**COMPITO 1**: Ricopia dal testo su Alfredo De Lucreziis il tratto che va da "L’occhio di Alfredo" fino a "dell’era iper tecnologica.".
**COMPITO 2**: Riprendi il testo su Alfredo De Lucreziis e scrivi il seguito subito dopo l'ultima frase.

**TESTO DI PARTENZA**:
· · · · · · ·

L’occhio di Alfredo De Lucreziis (in)discreto scruta l’ignoto, scivola dentro la carne, scava l’anima del soggetto, capovolgendo il (dis)senso dello spazio/tempo e brandendo il grimaldello della tecnica. La sperimentazione gioca a braccio di ferro con la fugacità del tempo, distillando gocce di luce, partorendo poesia visiva, squarciando il velo di Maya. Affascinato dal Creato, Alfredo De Lucreziis ben sa che siamo parte di un tutto. Egli veste il ruolo di Padre di un Mondo che rifiuta i crismi dell’era iper tecnologica.

· · · · · · ·

**DATI FORNITI**:
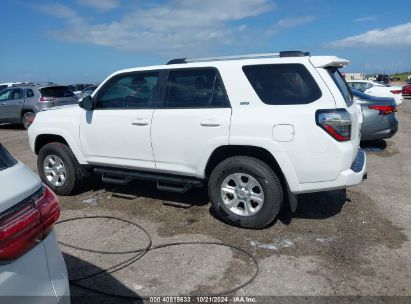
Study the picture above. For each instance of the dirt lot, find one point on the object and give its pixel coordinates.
(339, 243)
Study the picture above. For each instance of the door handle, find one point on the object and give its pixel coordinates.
(140, 122)
(209, 123)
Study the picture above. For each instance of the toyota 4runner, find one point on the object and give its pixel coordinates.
(257, 129)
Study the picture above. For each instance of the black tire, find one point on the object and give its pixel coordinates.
(73, 170)
(26, 119)
(260, 171)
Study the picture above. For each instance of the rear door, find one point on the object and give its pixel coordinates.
(12, 106)
(194, 120)
(4, 98)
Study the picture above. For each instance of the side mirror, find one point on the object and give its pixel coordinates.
(87, 103)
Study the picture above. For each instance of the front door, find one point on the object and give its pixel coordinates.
(11, 105)
(194, 121)
(117, 131)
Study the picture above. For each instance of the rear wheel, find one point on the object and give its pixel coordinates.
(58, 168)
(28, 119)
(245, 192)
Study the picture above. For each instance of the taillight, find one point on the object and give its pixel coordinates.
(27, 223)
(336, 122)
(46, 98)
(383, 110)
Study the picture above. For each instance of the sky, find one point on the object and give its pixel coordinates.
(82, 41)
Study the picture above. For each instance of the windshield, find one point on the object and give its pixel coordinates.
(342, 85)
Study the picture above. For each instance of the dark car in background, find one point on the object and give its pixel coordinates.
(379, 116)
(19, 104)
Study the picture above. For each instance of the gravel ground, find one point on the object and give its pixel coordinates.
(338, 243)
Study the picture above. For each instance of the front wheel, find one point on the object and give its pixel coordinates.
(58, 168)
(245, 192)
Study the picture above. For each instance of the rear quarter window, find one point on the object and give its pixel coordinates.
(342, 86)
(6, 160)
(282, 84)
(56, 92)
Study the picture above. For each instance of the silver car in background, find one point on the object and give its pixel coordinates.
(379, 116)
(32, 269)
(19, 104)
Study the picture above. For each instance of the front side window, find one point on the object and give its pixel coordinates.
(195, 88)
(282, 84)
(5, 94)
(133, 90)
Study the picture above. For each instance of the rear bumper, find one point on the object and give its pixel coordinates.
(347, 178)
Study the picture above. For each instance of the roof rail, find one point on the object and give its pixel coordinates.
(239, 57)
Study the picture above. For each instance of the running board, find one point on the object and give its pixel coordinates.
(164, 182)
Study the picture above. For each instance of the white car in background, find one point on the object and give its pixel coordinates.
(32, 269)
(378, 89)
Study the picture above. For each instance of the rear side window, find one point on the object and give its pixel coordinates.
(195, 88)
(6, 160)
(56, 92)
(342, 85)
(282, 84)
(17, 94)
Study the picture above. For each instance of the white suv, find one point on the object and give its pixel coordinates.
(258, 129)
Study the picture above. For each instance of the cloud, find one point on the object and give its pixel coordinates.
(295, 21)
(399, 35)
(288, 23)
(365, 19)
(175, 26)
(103, 5)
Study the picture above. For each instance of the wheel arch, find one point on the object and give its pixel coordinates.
(48, 137)
(282, 168)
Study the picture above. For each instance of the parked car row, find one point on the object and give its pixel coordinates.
(377, 89)
(20, 102)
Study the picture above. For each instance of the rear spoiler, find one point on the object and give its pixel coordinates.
(328, 61)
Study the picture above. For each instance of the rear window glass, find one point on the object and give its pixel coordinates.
(342, 85)
(6, 160)
(56, 92)
(282, 84)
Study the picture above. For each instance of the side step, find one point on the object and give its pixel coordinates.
(169, 183)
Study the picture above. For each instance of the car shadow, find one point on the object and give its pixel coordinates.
(319, 205)
(7, 126)
(148, 189)
(374, 145)
(77, 267)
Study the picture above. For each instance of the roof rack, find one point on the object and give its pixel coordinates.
(32, 84)
(239, 57)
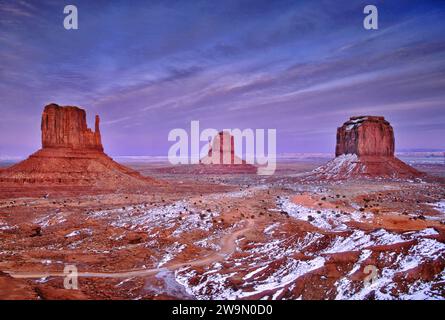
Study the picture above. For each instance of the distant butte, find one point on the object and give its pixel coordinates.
(71, 155)
(365, 149)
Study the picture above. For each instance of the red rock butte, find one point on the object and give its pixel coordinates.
(71, 155)
(66, 127)
(221, 157)
(365, 149)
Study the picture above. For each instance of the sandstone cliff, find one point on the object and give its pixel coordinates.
(365, 149)
(71, 156)
(365, 136)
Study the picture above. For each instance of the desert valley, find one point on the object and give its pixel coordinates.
(363, 225)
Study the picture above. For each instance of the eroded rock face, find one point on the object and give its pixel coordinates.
(66, 127)
(365, 136)
(365, 149)
(71, 155)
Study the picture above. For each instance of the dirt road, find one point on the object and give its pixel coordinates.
(228, 246)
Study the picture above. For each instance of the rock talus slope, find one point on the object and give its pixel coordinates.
(365, 148)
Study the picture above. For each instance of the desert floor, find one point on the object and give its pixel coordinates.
(228, 237)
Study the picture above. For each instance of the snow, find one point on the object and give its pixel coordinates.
(326, 219)
(342, 165)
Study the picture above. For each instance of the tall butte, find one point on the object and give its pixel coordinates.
(221, 157)
(71, 155)
(365, 149)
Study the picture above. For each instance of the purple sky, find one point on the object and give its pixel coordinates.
(302, 67)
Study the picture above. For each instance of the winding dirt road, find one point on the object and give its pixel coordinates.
(228, 246)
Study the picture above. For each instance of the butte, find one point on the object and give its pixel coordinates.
(365, 149)
(72, 156)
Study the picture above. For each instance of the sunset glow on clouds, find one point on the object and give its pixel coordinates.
(302, 67)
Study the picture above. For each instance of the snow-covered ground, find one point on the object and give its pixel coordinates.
(327, 219)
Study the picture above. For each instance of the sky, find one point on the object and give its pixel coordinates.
(147, 67)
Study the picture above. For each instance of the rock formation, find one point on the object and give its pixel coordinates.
(365, 136)
(220, 159)
(71, 155)
(66, 127)
(365, 149)
(222, 151)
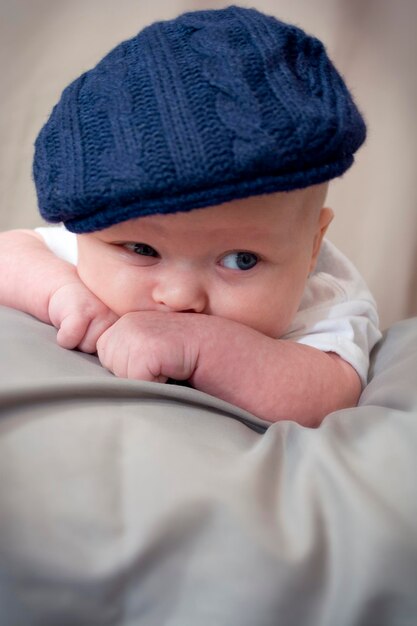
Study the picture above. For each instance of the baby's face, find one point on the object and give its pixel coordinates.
(247, 260)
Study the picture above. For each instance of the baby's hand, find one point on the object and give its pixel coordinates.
(151, 346)
(80, 317)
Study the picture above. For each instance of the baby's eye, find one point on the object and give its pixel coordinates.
(142, 248)
(240, 260)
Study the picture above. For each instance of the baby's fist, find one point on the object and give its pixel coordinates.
(80, 317)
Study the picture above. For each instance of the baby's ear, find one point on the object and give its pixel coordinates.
(325, 218)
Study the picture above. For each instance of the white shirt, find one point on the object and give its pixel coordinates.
(337, 312)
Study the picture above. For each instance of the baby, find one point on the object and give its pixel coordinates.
(189, 170)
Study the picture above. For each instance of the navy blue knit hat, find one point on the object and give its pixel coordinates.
(206, 108)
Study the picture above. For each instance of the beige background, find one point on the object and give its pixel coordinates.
(47, 43)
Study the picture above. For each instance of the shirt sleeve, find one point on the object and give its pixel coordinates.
(61, 242)
(337, 312)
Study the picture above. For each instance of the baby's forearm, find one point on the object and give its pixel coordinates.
(275, 379)
(30, 273)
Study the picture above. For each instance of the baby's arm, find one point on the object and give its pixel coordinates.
(34, 280)
(274, 379)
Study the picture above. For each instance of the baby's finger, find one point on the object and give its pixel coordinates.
(94, 331)
(71, 331)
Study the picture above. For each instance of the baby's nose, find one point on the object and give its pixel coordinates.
(181, 292)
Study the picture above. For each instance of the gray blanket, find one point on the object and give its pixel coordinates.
(136, 504)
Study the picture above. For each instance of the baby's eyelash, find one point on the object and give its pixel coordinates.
(142, 249)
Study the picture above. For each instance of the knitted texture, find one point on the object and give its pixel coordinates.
(203, 109)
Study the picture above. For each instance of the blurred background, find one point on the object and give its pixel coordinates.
(47, 43)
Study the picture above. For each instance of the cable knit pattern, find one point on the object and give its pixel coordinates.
(203, 109)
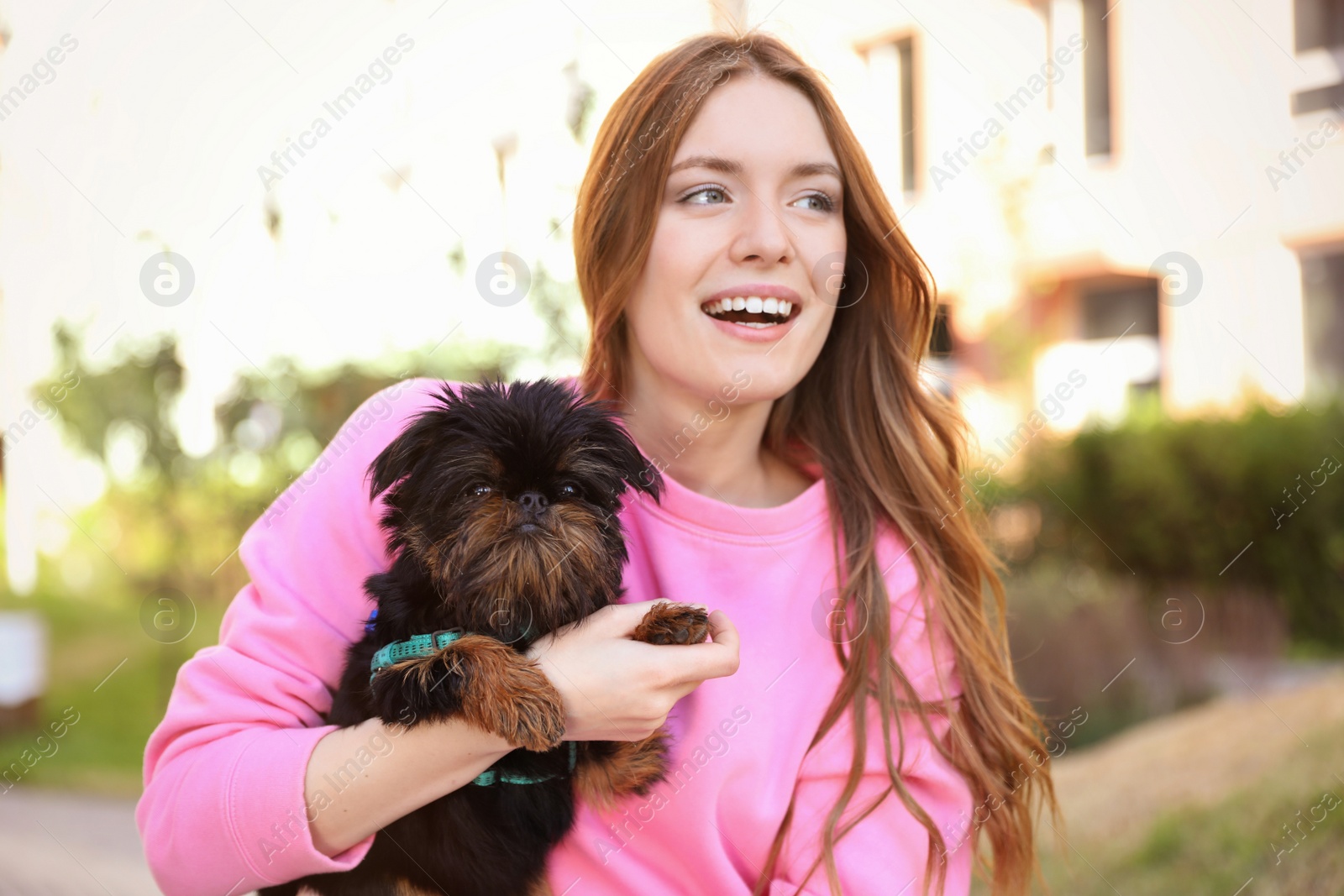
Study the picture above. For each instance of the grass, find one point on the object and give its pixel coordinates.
(1220, 848)
(105, 668)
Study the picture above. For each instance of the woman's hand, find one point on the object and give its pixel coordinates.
(622, 689)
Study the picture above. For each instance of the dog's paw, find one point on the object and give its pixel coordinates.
(669, 622)
(622, 768)
(507, 694)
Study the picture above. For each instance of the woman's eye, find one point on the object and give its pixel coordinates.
(824, 202)
(702, 191)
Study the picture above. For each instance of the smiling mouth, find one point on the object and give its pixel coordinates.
(752, 311)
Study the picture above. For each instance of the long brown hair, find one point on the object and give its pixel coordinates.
(860, 401)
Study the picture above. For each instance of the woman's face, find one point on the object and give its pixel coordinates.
(750, 212)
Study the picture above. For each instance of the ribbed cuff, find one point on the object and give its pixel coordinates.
(268, 815)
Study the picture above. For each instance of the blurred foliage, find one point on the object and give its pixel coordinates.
(170, 519)
(1261, 832)
(1211, 506)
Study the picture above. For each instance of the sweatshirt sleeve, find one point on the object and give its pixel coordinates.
(886, 851)
(223, 809)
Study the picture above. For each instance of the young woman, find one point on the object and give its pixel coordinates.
(759, 317)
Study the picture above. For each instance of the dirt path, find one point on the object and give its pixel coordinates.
(55, 844)
(1193, 758)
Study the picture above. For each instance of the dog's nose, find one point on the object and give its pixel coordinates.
(533, 501)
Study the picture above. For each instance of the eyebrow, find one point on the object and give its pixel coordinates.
(732, 167)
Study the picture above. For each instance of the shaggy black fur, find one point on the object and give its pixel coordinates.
(501, 516)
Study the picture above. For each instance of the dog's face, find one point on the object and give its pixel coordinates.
(507, 495)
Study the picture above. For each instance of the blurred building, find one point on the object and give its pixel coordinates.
(1119, 197)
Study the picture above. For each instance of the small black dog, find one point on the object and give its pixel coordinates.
(503, 506)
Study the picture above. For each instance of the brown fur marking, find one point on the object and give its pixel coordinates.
(669, 622)
(635, 768)
(503, 692)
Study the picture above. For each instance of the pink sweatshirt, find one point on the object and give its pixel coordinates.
(223, 809)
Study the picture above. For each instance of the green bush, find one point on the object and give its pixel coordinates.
(1253, 503)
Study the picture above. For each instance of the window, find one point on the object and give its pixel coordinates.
(905, 60)
(1319, 27)
(891, 66)
(1317, 24)
(1097, 76)
(1116, 311)
(1323, 317)
(940, 343)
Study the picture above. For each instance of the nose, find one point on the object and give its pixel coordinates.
(533, 503)
(763, 237)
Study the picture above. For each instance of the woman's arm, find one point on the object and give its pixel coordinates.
(245, 786)
(407, 768)
(225, 808)
(613, 689)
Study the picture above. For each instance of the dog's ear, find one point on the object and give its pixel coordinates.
(429, 429)
(629, 464)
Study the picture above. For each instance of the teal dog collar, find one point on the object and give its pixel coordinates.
(425, 645)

· · · · · · ·

**RISPOSTA 1**:
L’occhio di Alfredo De Lucreziis (in)discreto scruta l’ignoto, scivola dentro la carne, scava l’anima del soggetto, capovolgendo il (dis)senso dello spazio/tempo e brandendo il grimaldello della tecnica. La sperimentazione gioca a braccio di ferro con la fugacità del tempo, distillando gocce di luce, partorendo poesia visiva, squarciando il velo di Maya. Affascinato dal Creato, Alfredo De Lucreziis ben sa che siamo parte di un tutto. Egli veste il ruolo di Padre di un Mondo che rifiuta i crismi dell’era iper tecnologica.

**RISPOSTA 2**:
Dio disse: “Sia luce!” E luce fu. GENESI 1:3 Alfredo vede che è cosa buona e la sceglie come compagna fedele, prolungamento del proprio corpo terreno, strumento indispensabile per le creazioni d’arte del proprio spirito divino. Una delle tecniche che predilige è il light painting, ossia “disegnare con la luce”, che permette di dipingere il soggetto, controllando con maestria una sorgente luminosa “mobile”, proprio come se essa fosse un pennello. Per Alfredo la luce è una colomba, foriera di pace e ispirazione, ancella della fantasia, che libera la realtà estetica dalle catene della visione razionale delle cose. La accoglie nel proprio nido, intrecciato con rametti di pellicola, pixel, fibra di carta fotografica, tela e supporti di ogni genere, scrigni in cui inventare e inventariare arcobaleni di sogni & bisogni e istantanee di un’architettura eretta su un doppio binario ritrattistico & narrativo.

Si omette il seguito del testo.